**Problem requirements**
Please retype the entries below exactly, only from their first line through the line containing "[indicate] the mouth", leaving every picture out.

Start of Block

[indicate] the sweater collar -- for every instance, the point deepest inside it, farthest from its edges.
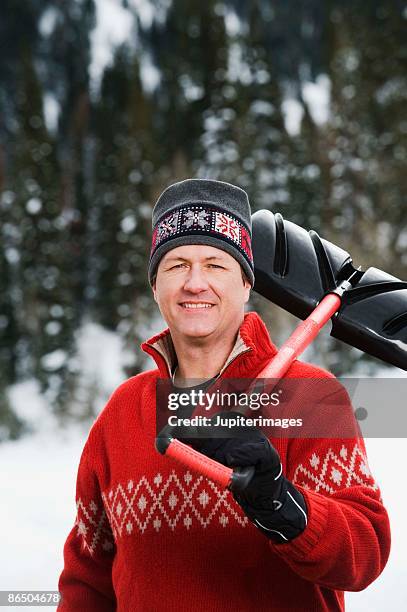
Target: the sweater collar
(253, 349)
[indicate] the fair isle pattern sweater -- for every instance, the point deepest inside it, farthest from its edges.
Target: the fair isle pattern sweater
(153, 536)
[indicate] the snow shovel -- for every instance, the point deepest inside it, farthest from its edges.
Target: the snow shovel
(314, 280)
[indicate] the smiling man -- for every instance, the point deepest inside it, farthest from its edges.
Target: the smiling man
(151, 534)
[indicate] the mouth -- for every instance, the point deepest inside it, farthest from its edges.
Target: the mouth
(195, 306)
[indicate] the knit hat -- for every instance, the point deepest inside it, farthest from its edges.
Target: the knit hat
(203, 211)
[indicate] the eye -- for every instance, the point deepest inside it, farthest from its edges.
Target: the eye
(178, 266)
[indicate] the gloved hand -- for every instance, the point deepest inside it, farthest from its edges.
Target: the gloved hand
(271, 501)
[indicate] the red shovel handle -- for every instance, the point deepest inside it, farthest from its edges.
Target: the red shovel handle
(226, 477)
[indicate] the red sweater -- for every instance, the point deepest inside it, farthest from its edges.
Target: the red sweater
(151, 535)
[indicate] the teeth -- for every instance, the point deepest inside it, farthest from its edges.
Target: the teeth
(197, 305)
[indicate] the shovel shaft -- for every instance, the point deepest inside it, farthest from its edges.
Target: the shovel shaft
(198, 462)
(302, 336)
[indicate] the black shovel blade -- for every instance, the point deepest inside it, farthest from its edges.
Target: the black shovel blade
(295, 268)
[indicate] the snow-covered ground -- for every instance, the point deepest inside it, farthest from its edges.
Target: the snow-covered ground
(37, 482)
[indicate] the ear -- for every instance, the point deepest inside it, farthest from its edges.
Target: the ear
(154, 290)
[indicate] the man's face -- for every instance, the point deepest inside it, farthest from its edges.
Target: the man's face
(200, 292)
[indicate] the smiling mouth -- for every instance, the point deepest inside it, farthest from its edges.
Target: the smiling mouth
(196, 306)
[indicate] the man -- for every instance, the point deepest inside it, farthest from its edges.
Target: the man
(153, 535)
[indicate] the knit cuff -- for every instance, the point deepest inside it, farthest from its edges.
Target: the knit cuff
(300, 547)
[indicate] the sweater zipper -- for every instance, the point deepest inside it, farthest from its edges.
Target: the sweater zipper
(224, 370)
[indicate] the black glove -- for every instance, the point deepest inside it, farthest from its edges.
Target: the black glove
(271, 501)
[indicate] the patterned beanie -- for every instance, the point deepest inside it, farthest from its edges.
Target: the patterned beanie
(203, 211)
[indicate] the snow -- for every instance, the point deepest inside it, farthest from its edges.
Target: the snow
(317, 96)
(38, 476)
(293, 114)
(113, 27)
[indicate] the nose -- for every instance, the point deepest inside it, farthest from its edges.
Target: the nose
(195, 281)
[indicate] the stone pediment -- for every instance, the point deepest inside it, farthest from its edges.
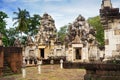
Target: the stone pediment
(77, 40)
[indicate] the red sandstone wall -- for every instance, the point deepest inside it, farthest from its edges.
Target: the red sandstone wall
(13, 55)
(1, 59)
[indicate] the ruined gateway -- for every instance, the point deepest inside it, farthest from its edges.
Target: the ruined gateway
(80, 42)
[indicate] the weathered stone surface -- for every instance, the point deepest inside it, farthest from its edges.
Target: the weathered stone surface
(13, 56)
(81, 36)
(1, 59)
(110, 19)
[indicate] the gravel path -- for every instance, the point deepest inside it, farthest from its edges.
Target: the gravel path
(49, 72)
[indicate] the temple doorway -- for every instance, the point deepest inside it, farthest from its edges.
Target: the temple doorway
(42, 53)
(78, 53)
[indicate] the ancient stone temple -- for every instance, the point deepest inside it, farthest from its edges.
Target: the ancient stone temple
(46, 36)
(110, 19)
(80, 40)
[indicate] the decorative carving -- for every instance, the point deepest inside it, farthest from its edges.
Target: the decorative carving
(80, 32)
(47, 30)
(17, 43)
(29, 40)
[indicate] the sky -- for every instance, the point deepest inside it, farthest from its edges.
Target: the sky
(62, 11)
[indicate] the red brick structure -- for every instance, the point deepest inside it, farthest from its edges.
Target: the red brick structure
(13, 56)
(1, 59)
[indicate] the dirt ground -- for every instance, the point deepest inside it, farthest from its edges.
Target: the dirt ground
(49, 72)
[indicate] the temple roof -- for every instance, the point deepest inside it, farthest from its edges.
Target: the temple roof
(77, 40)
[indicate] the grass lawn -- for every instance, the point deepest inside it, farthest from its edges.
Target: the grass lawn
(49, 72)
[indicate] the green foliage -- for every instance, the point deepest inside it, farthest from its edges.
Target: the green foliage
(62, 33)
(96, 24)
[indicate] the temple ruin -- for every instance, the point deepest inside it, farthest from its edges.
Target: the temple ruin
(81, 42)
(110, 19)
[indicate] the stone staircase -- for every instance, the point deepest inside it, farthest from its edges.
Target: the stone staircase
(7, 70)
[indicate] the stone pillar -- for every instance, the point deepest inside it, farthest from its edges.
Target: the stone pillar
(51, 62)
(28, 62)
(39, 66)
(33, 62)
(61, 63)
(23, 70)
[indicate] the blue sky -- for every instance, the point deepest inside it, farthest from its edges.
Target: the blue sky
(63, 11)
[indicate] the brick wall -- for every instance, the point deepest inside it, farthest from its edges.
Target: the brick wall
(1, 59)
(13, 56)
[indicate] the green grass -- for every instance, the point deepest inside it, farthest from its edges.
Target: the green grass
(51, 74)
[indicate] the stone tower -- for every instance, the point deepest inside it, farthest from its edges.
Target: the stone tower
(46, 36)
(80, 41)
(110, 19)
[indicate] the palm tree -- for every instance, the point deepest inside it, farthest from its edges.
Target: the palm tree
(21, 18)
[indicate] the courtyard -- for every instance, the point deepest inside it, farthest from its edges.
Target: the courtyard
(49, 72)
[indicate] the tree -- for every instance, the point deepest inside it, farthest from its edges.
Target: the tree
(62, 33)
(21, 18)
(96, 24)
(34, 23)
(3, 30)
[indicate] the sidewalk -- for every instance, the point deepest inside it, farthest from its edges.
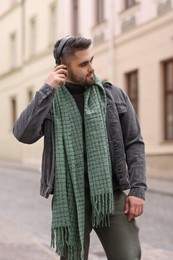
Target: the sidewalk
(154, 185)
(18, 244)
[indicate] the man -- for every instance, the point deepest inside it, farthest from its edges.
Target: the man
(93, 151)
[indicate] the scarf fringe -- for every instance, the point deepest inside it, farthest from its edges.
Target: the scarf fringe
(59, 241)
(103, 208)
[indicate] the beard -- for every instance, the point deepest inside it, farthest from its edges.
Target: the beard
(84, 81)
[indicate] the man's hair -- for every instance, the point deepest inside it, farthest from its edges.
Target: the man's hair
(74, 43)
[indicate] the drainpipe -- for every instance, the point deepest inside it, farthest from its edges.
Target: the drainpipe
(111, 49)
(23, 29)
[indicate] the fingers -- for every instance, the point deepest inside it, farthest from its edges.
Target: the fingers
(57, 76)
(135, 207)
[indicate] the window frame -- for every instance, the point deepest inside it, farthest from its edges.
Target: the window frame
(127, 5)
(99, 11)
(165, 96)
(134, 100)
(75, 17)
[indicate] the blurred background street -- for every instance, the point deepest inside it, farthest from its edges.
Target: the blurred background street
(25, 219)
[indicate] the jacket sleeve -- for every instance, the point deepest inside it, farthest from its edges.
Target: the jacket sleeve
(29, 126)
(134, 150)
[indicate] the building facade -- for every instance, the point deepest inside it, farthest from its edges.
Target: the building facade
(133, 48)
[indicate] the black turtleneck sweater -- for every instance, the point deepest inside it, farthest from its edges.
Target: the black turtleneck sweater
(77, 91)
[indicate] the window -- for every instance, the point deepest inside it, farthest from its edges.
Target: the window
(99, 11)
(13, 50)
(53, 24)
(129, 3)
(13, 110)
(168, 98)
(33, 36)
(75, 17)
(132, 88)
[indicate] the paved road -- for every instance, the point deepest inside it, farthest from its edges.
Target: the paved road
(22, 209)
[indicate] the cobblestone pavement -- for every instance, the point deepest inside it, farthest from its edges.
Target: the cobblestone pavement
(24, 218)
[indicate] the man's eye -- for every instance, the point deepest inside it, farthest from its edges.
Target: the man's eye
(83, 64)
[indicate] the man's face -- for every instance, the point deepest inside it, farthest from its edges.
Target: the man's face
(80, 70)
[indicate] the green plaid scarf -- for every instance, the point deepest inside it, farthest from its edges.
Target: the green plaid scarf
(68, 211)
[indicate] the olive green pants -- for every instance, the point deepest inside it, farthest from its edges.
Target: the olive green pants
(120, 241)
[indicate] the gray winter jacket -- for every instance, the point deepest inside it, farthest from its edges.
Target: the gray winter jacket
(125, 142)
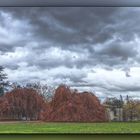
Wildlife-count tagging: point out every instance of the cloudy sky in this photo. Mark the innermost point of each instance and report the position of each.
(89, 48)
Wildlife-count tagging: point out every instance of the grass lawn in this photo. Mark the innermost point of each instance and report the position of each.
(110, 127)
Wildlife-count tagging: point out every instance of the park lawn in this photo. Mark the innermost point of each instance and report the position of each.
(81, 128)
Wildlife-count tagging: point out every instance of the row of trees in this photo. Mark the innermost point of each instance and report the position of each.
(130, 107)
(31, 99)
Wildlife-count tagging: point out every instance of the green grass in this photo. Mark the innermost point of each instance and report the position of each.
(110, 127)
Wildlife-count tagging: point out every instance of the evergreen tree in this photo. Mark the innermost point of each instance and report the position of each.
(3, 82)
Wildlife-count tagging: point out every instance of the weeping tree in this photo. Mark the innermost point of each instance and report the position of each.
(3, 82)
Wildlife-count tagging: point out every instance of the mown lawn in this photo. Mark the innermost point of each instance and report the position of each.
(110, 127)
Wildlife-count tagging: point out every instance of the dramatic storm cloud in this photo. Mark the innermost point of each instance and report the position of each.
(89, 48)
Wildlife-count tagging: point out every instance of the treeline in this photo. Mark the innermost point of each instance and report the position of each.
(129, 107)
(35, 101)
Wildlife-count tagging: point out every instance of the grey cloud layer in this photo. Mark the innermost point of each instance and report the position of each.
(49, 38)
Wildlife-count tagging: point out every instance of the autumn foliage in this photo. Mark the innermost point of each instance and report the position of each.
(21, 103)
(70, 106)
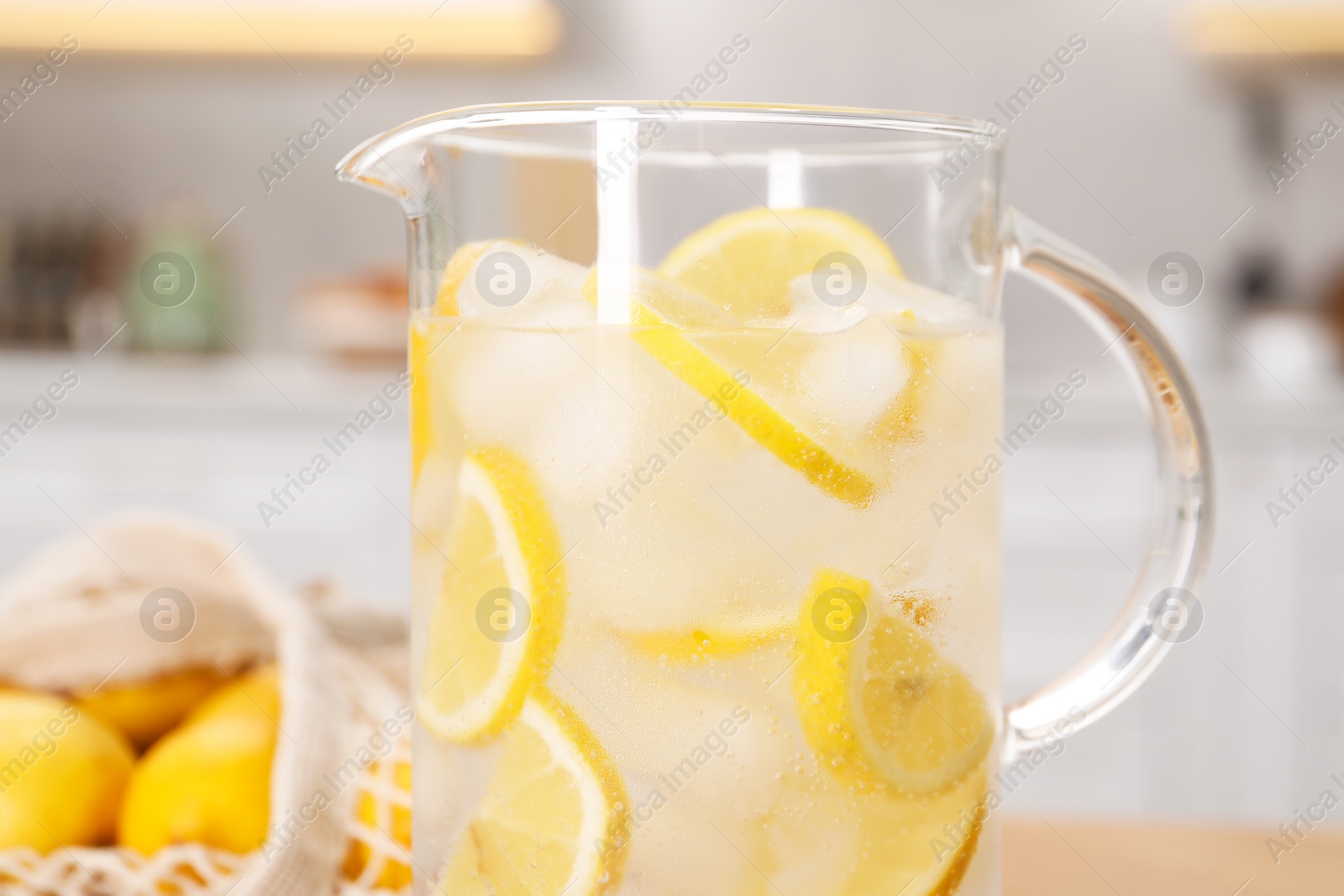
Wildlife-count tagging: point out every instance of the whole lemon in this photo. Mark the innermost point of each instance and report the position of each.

End of Block

**Exercise result**
[indicate] the sweater collar -- for every instance, the point deepest inside it, farthest from its edges.
Target: the sweater collar
(253, 349)
[indicate] the fair isle pattern sweater -- for every instance, the point deepest inside it, farthest from its edges.
Target: the fair isle pattern sweater
(153, 536)
[indicate] the snow shovel -- for every instance, the point deepest inside it, farthest from its edges.
Target: the snow shovel
(314, 280)
[indicate] the smiling man -- for every instance, the point deepest inside it, farthest from its edges.
Target: the smiling man
(151, 534)
[indicate] the mouth -- for every instance, the point deepest inside it, farthest from its edges.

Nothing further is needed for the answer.